Ana içeriğe atla

Evrensel Yazarlar Serisi: Dostoyevski'nin Edebî Şahsiyeti

                     Sınırları Rusya'nın dışına taşmış yazarlardan birisi olan Dostoyevski. Onu Dostoyevski yapan detaylar nedir? Evrensel yazar olması nedendir?  Dostoyevski'nin edebî şahsiyetine değinmeden önce kısaca yaşamına değinelim.  
                       Fyodor Dostoyevski, 11 Kadım 1821 tarihinde Çarlık Rusyası'nda dünyaya gelmiştir. Sağlıklı bir çocukluk süreci geçirmediği bilinir. Babası askerî bir doktor olan Fyodor; sevgisiz, asker olması sebebiyle çok disiplinli, sarhoş ve agresif bir adamın oğluydu. Beş kardeştiler. Annesi bir tüccarın kızıdır ve aile içinde oldukça mutsuz, pasif bir kadındır.  Hayatının ilk yılları hayal kırıklığı içinde başlar. Babasının çocuklarının eğitimi üzerinde çalışmıştır. Dönemin revaçta olan dili Fransızca öğrenimlerini sağlamıştır. Bununla beraber Latince dersleri de almışlardır.  Evde şiir ve romanlar okunduğu da bilinir.  Kırılgan ve hassas bir yapısı olan Dostoyevski, mühendislik okuluna verilir. Bir mühendis ve asker olmayı Dostoyevski hiç istememektedir. Bu süreçte 18 yaşındayken Dostoyevski ilk kaybını yaşar. Babasının ölümü ile sarsılır. Hayatı boyunca ondan nefret ettiği için onun ölmesini zihninde arzuladığından ötürü öldüğünü düşünür ve bu suçluluk duygusu onun depresyon sürecini başlatır. Ardından annesini kaybeder. Hiç okumak istemediği aşırı disiplinli mühendislik okulu, yaşamındaki kayıplar, epilepsi hastalığı ve depresyon eklenince Dostoyevski yazması kolay fakat yaşaması zor günlerin içerisine girdi. Yazar olmayı arzulayan Dostoyevski hayalinin peşinden gitti. 25 yaşında "İNSANCIKLAR" adlı ilk romanını kaleme aldı. Ardından ÖTEKİ, EV SAHİBESİ, BEYAZ GECELER romanları yayımlandı. 
Döneminde Çarlık yönetimine karşı olması sebebiyle hücreye kapatılır fakat 4 aylık süreçte neden burada olduğunu bilmeden hücrede kalır ardından Sibirya sürgün yılları başlar. Asker olmayı hiç istemeyen Dostoyevski 6 yıl askerlik yapar, ayrıca 4 yıl kürek mahkumudur. Bu süreçlerde de St.Petersburg ve Moskova'ya girişi de yasaklanmıştır. Sibirya coğrafya itibarı ile, oldukça zor yaşam koşulları içinde, yıl içerisinde -40'a kadar inen soğuk bir coğrafyadır. Bu coğrafyayı Rusya sürgünlerini bir nebze olsun anlayabilmek adına ayrıca tanımaları gerektiğini düşünüyorum.

Kayıtlı veriler
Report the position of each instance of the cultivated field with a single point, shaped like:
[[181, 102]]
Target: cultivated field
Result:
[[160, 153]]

Yapılacak iş
Dostoyevski yazısında "Ana içeriğe atla" sözlerinden "kısaca yaşamına değinelim." sözlerine kadar uzanan bölümün tamamını hiçbir değişiklik yapmadan yazıya geçirin. Yalnızca metindeki bilgilere dayanın.

Yanıt
Ana içeriğe atla

Evrensel Yazarlar Serisi: Dostoyevski'nin Edebî Şahsiyeti

                     Sınırları Rusya'nın dışına taşmış yazarlardan birisi olan Dostoyevski. Onu Dostoyevski yapan detaylar nedir? Evrensel yazar olması nedendir?  Dostoyevski'nin edebî şahsiyetine değinmeden önce kısaca yaşamına değinelim.